In the entries below, find the line containing "Practice step: point at the woman with". Copy it and all lines after it, exactly, through the end.

## Records
= = = = =

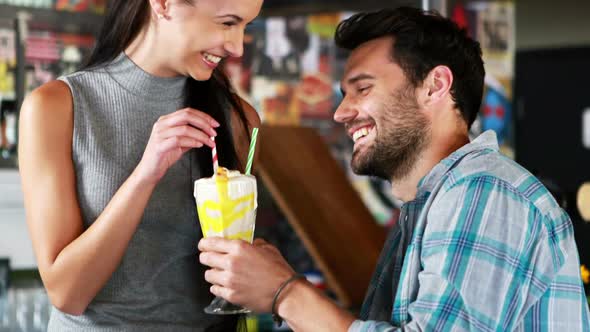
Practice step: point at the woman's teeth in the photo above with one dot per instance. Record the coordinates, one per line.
(212, 58)
(362, 132)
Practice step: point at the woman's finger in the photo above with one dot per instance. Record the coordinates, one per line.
(188, 132)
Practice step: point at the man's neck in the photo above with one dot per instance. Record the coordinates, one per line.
(440, 147)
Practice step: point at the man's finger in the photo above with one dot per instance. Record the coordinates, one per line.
(260, 242)
(217, 244)
(216, 277)
(214, 260)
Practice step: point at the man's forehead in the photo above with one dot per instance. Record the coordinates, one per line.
(369, 57)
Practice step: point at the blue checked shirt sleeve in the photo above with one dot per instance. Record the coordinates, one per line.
(484, 259)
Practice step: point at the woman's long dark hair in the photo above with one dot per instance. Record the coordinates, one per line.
(123, 22)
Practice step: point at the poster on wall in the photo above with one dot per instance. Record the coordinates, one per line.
(492, 23)
(290, 73)
(94, 6)
(8, 114)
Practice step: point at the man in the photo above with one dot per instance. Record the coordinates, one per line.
(480, 244)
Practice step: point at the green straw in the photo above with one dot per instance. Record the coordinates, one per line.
(251, 151)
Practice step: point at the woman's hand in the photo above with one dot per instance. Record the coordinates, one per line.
(243, 273)
(173, 135)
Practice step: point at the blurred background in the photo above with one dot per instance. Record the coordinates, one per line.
(537, 57)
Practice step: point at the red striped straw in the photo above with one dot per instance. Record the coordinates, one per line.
(214, 153)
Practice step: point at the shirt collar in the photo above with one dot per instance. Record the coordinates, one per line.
(485, 141)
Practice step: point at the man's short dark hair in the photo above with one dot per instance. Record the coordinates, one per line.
(422, 41)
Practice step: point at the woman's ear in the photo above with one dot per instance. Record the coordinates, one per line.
(159, 8)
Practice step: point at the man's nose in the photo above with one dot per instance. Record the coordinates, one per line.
(345, 112)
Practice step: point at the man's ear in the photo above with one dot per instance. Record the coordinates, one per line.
(437, 85)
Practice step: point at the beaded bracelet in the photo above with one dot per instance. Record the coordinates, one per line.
(275, 316)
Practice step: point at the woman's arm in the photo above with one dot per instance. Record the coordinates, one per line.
(75, 264)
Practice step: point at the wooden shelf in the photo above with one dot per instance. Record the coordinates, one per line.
(323, 208)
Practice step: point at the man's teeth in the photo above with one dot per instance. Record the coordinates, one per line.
(361, 133)
(212, 58)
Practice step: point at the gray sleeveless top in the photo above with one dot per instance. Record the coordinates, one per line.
(159, 285)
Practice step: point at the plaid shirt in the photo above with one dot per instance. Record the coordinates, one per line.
(483, 247)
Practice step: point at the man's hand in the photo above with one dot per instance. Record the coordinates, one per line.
(243, 273)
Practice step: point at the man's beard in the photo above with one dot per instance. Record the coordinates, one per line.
(402, 135)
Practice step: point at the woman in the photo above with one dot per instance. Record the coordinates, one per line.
(108, 157)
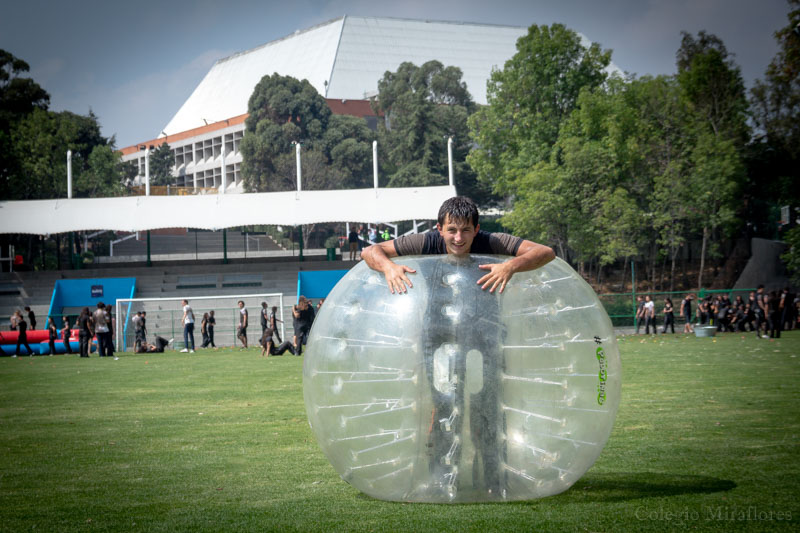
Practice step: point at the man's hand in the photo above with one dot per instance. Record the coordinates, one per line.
(396, 277)
(499, 274)
(378, 257)
(530, 256)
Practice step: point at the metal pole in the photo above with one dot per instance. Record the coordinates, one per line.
(375, 166)
(147, 182)
(450, 159)
(299, 168)
(224, 177)
(69, 173)
(300, 233)
(633, 293)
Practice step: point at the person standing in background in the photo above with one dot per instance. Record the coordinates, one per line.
(188, 327)
(110, 333)
(31, 318)
(241, 333)
(204, 331)
(669, 316)
(22, 336)
(352, 239)
(273, 322)
(100, 328)
(52, 334)
(264, 315)
(85, 331)
(649, 315)
(686, 313)
(639, 313)
(65, 334)
(210, 328)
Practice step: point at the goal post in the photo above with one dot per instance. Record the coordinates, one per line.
(164, 318)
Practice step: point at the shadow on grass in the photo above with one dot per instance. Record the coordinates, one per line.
(622, 486)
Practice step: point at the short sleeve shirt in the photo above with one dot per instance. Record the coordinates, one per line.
(432, 243)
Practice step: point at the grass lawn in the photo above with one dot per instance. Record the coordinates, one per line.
(706, 439)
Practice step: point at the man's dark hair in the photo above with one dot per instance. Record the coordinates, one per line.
(459, 208)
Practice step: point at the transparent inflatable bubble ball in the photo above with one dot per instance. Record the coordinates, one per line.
(449, 393)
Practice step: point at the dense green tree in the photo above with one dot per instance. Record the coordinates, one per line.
(422, 107)
(528, 100)
(336, 151)
(39, 145)
(161, 162)
(792, 256)
(775, 154)
(347, 145)
(19, 96)
(713, 87)
(101, 176)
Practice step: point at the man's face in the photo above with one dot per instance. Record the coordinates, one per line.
(458, 235)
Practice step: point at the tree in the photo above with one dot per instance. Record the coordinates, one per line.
(528, 100)
(792, 255)
(422, 107)
(347, 145)
(161, 162)
(102, 175)
(39, 146)
(713, 86)
(19, 96)
(284, 111)
(775, 101)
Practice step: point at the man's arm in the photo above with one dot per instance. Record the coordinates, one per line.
(378, 257)
(530, 256)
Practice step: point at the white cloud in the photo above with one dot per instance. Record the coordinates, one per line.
(137, 110)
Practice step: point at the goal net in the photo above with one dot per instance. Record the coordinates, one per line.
(164, 318)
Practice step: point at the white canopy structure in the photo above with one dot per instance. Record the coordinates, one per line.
(218, 211)
(344, 59)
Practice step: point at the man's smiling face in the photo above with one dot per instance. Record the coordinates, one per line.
(458, 235)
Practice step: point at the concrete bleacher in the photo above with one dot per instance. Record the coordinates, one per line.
(201, 242)
(186, 280)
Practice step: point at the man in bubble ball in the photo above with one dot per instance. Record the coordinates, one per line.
(458, 234)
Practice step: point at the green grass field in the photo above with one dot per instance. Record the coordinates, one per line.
(706, 439)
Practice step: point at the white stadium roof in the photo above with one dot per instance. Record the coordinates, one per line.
(218, 211)
(345, 58)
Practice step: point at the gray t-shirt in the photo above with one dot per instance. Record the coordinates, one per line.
(431, 243)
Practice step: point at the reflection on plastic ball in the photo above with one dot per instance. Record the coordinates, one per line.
(453, 394)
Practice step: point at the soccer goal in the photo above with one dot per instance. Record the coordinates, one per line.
(164, 318)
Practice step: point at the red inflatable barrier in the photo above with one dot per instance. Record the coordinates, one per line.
(35, 335)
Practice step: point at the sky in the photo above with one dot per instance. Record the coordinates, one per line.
(135, 63)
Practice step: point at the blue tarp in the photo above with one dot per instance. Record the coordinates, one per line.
(317, 284)
(88, 292)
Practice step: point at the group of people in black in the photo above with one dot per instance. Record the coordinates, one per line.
(97, 323)
(765, 313)
(303, 315)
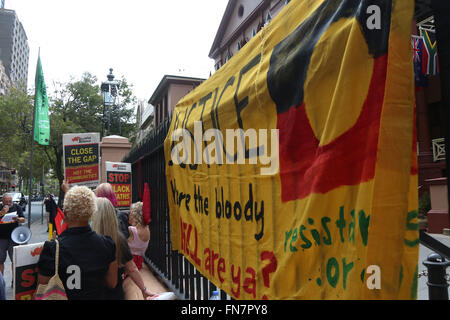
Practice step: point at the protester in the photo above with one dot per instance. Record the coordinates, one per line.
(106, 190)
(51, 211)
(139, 234)
(2, 288)
(90, 256)
(6, 228)
(104, 221)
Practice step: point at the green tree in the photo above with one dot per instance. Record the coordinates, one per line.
(16, 114)
(77, 107)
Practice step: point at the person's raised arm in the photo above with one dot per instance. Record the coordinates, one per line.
(135, 275)
(111, 275)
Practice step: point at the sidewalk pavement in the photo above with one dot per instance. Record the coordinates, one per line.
(40, 234)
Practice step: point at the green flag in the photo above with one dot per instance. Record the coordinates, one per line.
(42, 121)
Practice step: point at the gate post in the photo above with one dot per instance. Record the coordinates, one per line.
(437, 283)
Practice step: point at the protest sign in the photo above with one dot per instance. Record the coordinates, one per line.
(25, 259)
(291, 172)
(81, 158)
(118, 174)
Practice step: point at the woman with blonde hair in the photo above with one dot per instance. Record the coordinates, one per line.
(92, 256)
(104, 221)
(139, 234)
(106, 190)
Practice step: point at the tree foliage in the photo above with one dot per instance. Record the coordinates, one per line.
(75, 107)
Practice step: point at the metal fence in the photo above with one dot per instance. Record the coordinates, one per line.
(148, 165)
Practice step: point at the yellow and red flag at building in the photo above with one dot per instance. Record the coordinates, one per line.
(291, 171)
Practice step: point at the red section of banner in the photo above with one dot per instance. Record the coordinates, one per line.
(350, 159)
(123, 194)
(82, 174)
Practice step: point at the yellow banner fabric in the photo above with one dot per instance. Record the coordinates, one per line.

= = = = =

## Answer to this exercise
Practice step: point at the woman with blonde hair in the photo above with one dot per instance. Record the coordinates, one per line.
(92, 256)
(104, 221)
(139, 234)
(106, 190)
Practice step: point at the tree foliage in the photo above with one dot per instance. Record the coordinates, one per line.
(75, 107)
Practice step: point at the metal fence in the photo above with one dot per instance. Record the coordinates, one per line.
(148, 165)
Practice step: point at the yellow and red flag at building in the photo above with one dot per instance. Record the coordinates, one per line.
(291, 171)
Practice step: point at the red section of banner in the photo above with one dot per instance. Record the coordinates, one per line.
(350, 159)
(123, 194)
(82, 174)
Practice step: point at the yellow banner fabric in the photo above with one dot per instance. Record the coordinates, one per line.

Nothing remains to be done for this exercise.